*** TEXT BLOCK Section Begins ***
When Pfizer announced its plan last year to merge with Botox-maker Allergan and move its headquarters to Ireland the company said the deal would lower its tax rate to about 17 percent to 18 percent, saving it about $2 billion over three years.
Pfizer is merging with the smaller Dublin-based Allergan in what is known as an “inversion,” in which U.S. companies are bought by or merge with foreign firms in order to reduce U.S. corporate tax burdens. The Pfizer-Allergan deal is the largest inversion ever and has raised angst among lawmakers.
In addition to lowering its effective tax rate from about 25 percent, Americans for Tax Fairness notes that Pfizer will gain access to $148 billion in profits it earned overseas and currently can’t bring back to the United States without taking a tax hit. Bringing the cash would have cost the firm $35 billion, according to the left-leaning advocacy group.
“We believe the Treasury Department can challenge the theft of taxpayer dollars that Pfizer is counting on under this deal,” said Frank Clemente, executive director of the group.
Pfizer said in a statement that the merger “will create a global, R&D-focused company with the ability to lead in the quest to find cures and treatments for patients with the most feared diseases and conditions of our time, such as Alzheimer’s disease Parkinson’s disease, cancer and rare genetic disorders. This transaction is not structured to move jobs out of the United States, where we conduct the majority of our research.”
Lawmakers have grown increasingly frustrated by the flood of U.S. companies moving overseas to lower their tax rate. Pfizer’s announcement was followed by one from Johnson Controls, which said last month that it would merge with Tyco and move its headquarters to Cork, Ireland. Johnson Controls said the strategy would save the new company—with a market cap of about $36 billion— about $150 million a year in taxes.
Earlier this week, two Democratic lawmakers proposed legislation meant to attack one of the chief benefits of inversions, a practice known as “earnings stripping.” In addition to lowering their tax rate, a company involved in an inversion can often offset taxes with the interest from debt payments made by its U.S. operations to its foreign parent company.
The legislation by Rep. Sander M. Levin of Michigan, the ranking Democrat on the Ways and Means Committee, and Rep. Chris Van Hollen of Maryland, the top Democrat on the Budget Committee, would make that maneuver more difficult and less profitable.
Earnings stripping “enables them to significantly lower the amount of taxes they pay in the U.S, while taking advantage of our country’s resources and strong workforce,” said Levin.
The Treasury Department, which has said it reviewing the issue of earnings stripping, “appreciates” the lawmakers leadership on the issue, an agency spokesman said. “The administration will continue to explore ways to address inversions — including potential guidance on earnings stripping — but the only way to fully solve this problem is for Congress to enact legislation that specifically addresses inversions,” he said.
When, or if, Congress will take up the issue is unclear. Most lawmakers agree the country’s 35 percent corporate tax rate, the highest in the developed world, should be lowered. But Democrats and Republicans remain split on whether to take up the issue piecemeal or through wholesale reform and there appears to be little political appetite for addressing such a complex issue during a presidential election year.
Some lawmakers say it is Treasury that can do more. “Prior Treasury guidance has not been successful in slowing inversions and no meaningful legislative response seems probable this year from Congress. We simply cannot wait, and your action can put a stop to this trend until a new Congress can act,” Rep. Lloyd Doggett (D-Tex.) and eight other lawmakers said in a letter to Treasury Secretary Jack Lew Thursday.
*** TEXT BLOCK Section Ends ***
** YOUR ASSIGNMENT **
In the article on the Pfizer-Allergan inversion, where did Johnson Controls say it would move its headquarters? These rows have nothing to do with the article.
*** RECORD EXTRACTS Section Begins ***
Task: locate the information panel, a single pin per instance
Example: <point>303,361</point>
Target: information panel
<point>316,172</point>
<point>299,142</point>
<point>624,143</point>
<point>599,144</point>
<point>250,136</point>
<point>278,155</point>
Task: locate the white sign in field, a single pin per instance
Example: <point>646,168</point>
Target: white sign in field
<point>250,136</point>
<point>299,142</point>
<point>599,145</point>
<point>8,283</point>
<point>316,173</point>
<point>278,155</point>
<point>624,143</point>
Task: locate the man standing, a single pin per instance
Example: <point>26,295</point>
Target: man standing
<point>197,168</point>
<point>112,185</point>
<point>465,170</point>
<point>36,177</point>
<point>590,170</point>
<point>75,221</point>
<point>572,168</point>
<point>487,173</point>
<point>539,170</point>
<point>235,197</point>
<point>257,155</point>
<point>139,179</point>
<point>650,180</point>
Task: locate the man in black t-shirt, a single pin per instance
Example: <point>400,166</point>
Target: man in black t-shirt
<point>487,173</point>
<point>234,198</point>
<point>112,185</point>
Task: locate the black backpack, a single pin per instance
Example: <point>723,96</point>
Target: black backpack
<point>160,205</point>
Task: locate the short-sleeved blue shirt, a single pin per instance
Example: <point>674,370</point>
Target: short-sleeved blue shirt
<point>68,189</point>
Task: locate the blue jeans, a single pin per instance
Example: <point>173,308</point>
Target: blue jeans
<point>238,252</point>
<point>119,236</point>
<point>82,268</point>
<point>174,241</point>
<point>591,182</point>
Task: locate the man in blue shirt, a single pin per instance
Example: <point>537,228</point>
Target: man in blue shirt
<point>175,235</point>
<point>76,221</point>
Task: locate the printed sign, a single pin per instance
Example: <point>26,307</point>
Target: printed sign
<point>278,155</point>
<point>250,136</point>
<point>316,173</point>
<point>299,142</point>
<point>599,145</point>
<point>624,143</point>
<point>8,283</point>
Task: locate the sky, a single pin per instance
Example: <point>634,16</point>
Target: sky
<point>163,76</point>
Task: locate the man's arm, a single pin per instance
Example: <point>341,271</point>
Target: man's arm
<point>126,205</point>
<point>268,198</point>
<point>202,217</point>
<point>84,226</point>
*** RECORD EXTRACTS Section Ends ***
*** RECORD EXTRACTS Section Begins ***
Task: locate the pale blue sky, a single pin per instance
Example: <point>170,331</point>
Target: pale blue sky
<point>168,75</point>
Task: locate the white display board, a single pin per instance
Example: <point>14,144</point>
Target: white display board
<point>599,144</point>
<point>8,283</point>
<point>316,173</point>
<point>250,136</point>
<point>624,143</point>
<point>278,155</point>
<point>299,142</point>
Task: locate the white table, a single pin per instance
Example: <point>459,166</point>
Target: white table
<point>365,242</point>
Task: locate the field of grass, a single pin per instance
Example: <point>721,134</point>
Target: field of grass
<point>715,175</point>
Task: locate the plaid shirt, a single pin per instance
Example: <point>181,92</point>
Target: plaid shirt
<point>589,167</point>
*** RECORD EXTRACTS Section Ends ***
** YOUR SOLUTION **
Cork, Ireland.